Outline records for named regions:
>>>>
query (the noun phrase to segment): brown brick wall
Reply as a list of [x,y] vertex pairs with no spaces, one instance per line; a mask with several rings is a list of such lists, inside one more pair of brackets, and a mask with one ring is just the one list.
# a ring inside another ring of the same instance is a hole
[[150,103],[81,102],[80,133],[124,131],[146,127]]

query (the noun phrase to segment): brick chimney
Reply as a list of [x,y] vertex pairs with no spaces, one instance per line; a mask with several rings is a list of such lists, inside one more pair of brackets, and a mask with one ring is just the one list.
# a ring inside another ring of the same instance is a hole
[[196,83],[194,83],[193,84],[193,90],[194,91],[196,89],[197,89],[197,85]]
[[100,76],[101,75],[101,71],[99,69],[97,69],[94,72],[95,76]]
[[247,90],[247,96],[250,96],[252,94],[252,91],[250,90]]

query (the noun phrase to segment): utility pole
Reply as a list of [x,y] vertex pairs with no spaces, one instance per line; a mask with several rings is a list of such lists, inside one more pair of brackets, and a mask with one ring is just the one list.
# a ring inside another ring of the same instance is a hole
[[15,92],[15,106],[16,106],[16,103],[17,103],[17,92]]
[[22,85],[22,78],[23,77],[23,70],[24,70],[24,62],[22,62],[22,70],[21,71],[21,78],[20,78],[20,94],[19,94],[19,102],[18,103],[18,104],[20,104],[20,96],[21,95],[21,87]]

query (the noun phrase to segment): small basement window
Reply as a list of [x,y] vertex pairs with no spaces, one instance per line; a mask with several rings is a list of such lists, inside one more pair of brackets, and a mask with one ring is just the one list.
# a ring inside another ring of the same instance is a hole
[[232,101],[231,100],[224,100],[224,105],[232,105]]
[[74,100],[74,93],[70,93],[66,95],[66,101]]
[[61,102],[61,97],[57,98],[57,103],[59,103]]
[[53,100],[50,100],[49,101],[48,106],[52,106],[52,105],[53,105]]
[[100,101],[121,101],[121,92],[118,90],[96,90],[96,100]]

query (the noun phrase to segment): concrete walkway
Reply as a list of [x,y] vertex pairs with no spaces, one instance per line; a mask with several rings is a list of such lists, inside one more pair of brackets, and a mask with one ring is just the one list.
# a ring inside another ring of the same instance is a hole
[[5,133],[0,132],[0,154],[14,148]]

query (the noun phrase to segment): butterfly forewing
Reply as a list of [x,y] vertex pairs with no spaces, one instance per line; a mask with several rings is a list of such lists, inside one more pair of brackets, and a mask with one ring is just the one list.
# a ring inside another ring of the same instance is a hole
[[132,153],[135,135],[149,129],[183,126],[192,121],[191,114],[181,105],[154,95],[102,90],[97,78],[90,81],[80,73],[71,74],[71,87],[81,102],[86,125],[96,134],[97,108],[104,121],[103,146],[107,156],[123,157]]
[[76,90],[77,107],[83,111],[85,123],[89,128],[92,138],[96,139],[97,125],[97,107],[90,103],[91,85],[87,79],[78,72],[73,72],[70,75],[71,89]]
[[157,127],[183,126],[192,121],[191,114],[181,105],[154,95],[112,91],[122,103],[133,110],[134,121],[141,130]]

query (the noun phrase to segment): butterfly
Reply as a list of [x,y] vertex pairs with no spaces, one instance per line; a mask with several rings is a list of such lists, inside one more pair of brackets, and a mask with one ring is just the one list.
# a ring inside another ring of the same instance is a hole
<<<<
*PROBLEM STATEMENT*. Copy all of the material above line for line, changing nothing.

*EXERCISE ANSWER*.
query (the noun phrase to segment): brown brick wall
Reply as a list of [x,y] vertex pairs with no spaces, one instance per line; a mask with several rings is a list of such lists, inside one more pair of brackets, and a mask with one ring is just the one list.
# a ring inside another ring of the same instance is a hole
[[150,103],[81,102],[80,133],[124,131],[146,127]]

query (the noun phrase to segment): brick chimney
Reply as a list of [x,y] vertex pairs with no spaces, one instance per line; a mask with several rings is a list of such lists, inside one more pair of brackets, and a mask with one ring is just the one list.
# a ring inside another ring of the same instance is a hole
[[196,83],[194,83],[193,84],[193,90],[194,91],[196,89],[197,89],[197,85]]
[[100,76],[101,75],[101,71],[99,69],[97,69],[94,72],[95,76]]
[[247,90],[247,96],[250,96],[252,94],[252,91],[250,90]]

query (the noun phrase to segment): utility pole
Reply as a list of [x,y] vertex pairs with no spaces, one instance per line; a mask with several rings is a list of such lists, inside one more pair of brackets, and a mask with one ring is just the one list.
# a ring inside another ring of the same instance is a hole
[[15,92],[15,106],[16,106],[16,103],[17,103],[17,92]]
[[22,85],[22,78],[23,77],[23,70],[24,70],[24,62],[22,62],[22,70],[21,71],[21,78],[20,78],[20,94],[19,94],[19,102],[18,103],[18,104],[20,104],[20,96],[21,95],[21,87]]

query (the noun phrase to segment): small basement window
Reply as a list of [x,y] vertex pairs with no spaces, one instance per line; a mask with several rings is a list of such lists, inside one more pair of brackets, and a mask with one ring is just the one list.
# a ring inside another ring of the same instance is a hole
[[232,101],[231,100],[224,100],[224,105],[232,105]]
[[74,100],[74,93],[70,93],[66,95],[66,101]]
[[61,102],[61,97],[57,98],[57,103],[59,103]]
[[53,100],[50,100],[49,101],[48,106],[52,106],[52,105],[53,105]]
[[100,101],[121,101],[121,92],[118,90],[96,90],[96,100]]

query (the noun phrase to segment): concrete walkway
Reply as a list of [x,y] vertex pairs with no spaces, one instance per line; a mask with several rings is a list of such lists, inside one more pair of brackets, and a mask with one ring is just the one list.
# a ring inside another ring of the same instance is a hole
[[5,133],[0,132],[0,154],[14,148]]

query (the noun phrase to segment): butterfly forewing
Reply as a list of [x,y] vertex pairs with no spaces, one instance per line; a mask with several rings is a list of such lists, inside one more pair of brackets, and a mask with one ring is just the one list.
# a ring inside another ring of the same instance is a hole
[[132,153],[135,135],[149,129],[183,126],[192,121],[191,114],[181,105],[154,95],[102,90],[97,78],[90,81],[80,73],[71,74],[71,87],[81,102],[86,125],[96,134],[97,108],[104,121],[103,146],[107,156],[123,157]]
[[76,90],[77,107],[83,111],[85,123],[89,128],[92,138],[96,139],[97,125],[97,107],[90,103],[91,85],[87,79],[78,72],[73,72],[70,75],[71,89]]
[[157,127],[183,126],[192,121],[191,114],[181,105],[154,95],[112,91],[122,103],[133,110],[134,121],[141,130]]

query (the noun phrase to segment): butterfly
Reply as a list of [x,y] vertex pairs with no spaces, one instance per line; a mask with several rings is a list of such lists, inside one more pair of brackets, and a mask with one ring is just the one list.
# a ring inside another ring of the same instance is a hole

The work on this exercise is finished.